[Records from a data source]
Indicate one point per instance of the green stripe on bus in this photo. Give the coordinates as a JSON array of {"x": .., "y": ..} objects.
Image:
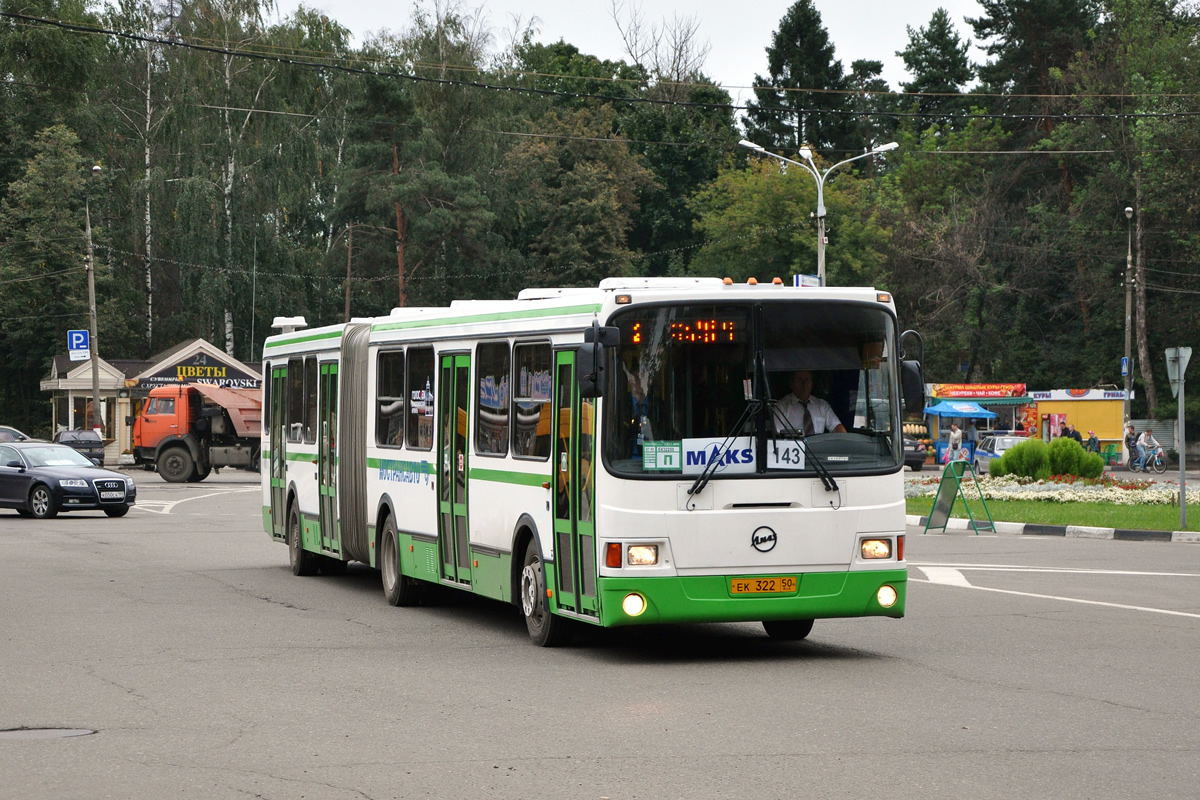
[
  {"x": 504, "y": 476},
  {"x": 532, "y": 313},
  {"x": 300, "y": 340},
  {"x": 400, "y": 464}
]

> [TO DO]: What is needed here is an exact copy of all the entries, without the pictures.

> [SOLUTION TO THE PROBLEM]:
Indicate one point per instance of the green stripe on bus in this photo. Give the coordinates as a JSON array of {"x": .., "y": ..} objects.
Image:
[
  {"x": 504, "y": 476},
  {"x": 532, "y": 313},
  {"x": 300, "y": 340},
  {"x": 400, "y": 464}
]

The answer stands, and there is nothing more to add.